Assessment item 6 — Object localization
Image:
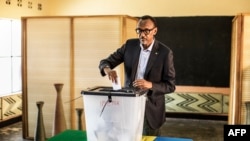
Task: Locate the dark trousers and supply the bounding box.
[142,117,161,136]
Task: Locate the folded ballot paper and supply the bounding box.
[112,77,122,90]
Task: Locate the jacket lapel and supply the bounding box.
[131,44,141,82]
[144,41,159,78]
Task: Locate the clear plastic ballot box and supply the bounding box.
[81,87,146,141]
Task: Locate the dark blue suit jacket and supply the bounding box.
[99,39,175,129]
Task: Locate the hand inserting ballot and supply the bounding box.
[133,79,152,89]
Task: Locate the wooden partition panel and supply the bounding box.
[22,15,137,138]
[229,13,250,124]
[23,18,71,137]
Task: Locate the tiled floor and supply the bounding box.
[0,118,227,141]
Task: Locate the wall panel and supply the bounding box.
[22,16,137,138]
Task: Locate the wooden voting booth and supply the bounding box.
[22,15,137,138]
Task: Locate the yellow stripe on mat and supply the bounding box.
[141,136,156,141]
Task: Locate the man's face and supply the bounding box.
[136,19,157,49]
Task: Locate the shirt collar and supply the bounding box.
[140,40,155,51]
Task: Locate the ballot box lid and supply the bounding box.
[81,86,144,97]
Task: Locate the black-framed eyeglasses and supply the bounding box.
[135,27,155,35]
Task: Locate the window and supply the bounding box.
[0,19,22,96]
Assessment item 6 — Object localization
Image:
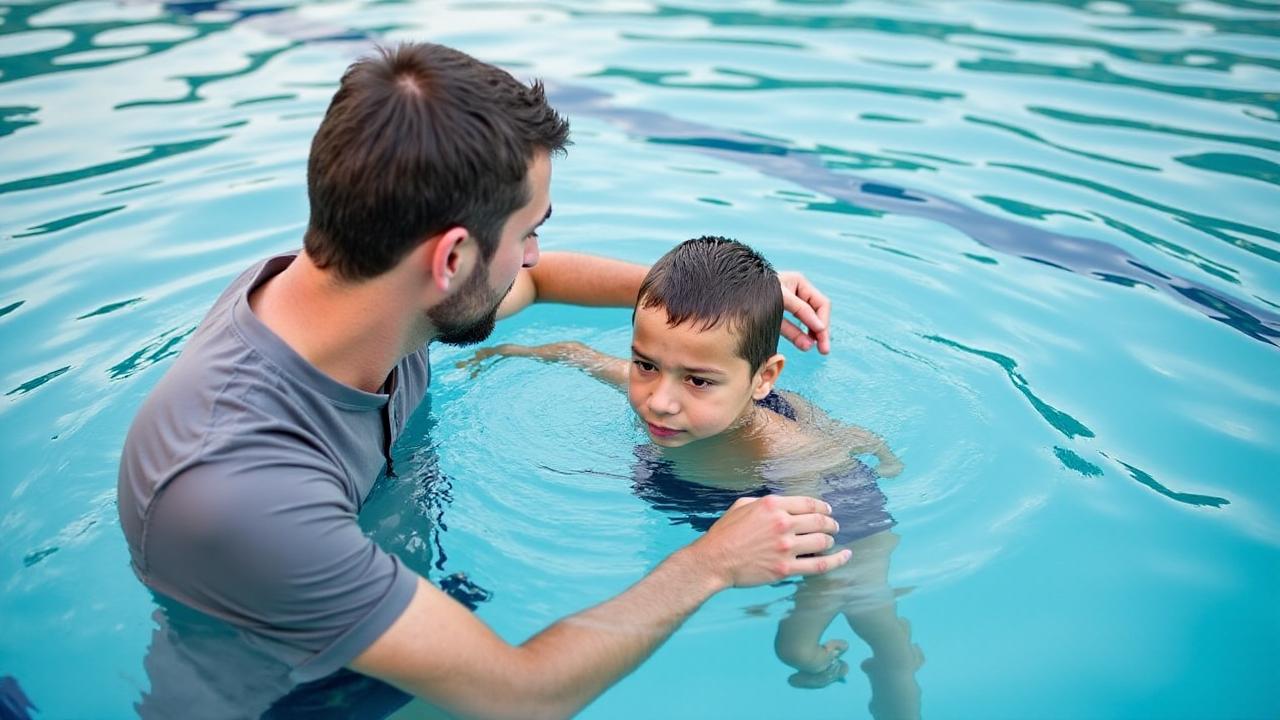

====================

GIVEN REQUEST: Swap every "bounding box" in the data above for "enclosing rectangle" and leave everything else unchanged. Omit the pictures from your answer.

EXERCISE RESPONSE:
Assessment item 6 — Object localization
Image:
Task: Locate the dark trousers and supply the enclosing rectangle.
[142,117,161,136]
Task: Locate the folded ballot paper and supply the enclosing rectangle.
[112,77,122,90]
Task: Locate the jacket lapel and supply the enclosing rectangle.
[131,44,141,82]
[144,41,159,78]
Task: Locate the clear plastic ballot box and supply the enclosing rectangle.
[81,87,146,141]
Task: Locate the dark blue suit jacket and supply the enclosing rectangle.
[99,39,175,129]
Task: Locate the hand inserting ballot and supply the enclosing rectangle.
[133,79,152,89]
Task: Locate the wooden partition panel and supply the enclosing rectangle.
[22,15,137,138]
[229,13,250,124]
[23,18,71,137]
Task: Locate the tiled floor and supply the enclosing rectangle.
[0,118,227,141]
Task: Locate the wall panel and supply the enclosing rectangle.
[22,16,137,138]
Task: Locate the wooden voting booth and supply the enclosing rectangle.
[22,15,137,138]
Task: Locate the yellow stripe on mat and supply the enclosing rectangle.
[141,136,156,141]
Task: Locate the man's face and supply the enclosing rectangle.
[136,19,157,49]
Task: Locate the shirt collar and supply the enclosing rectangle.
[140,40,155,51]
Task: Locate the ballot box lid and supply the enclosing rectangle.
[81,86,144,97]
Task: Locate the black-framed eyeglasses and supply the enclosing rectangle.
[135,27,155,35]
Task: Locate the window and supply the enclosing rectangle.
[0,19,22,96]
Assessment item 6 — Object localization
Image:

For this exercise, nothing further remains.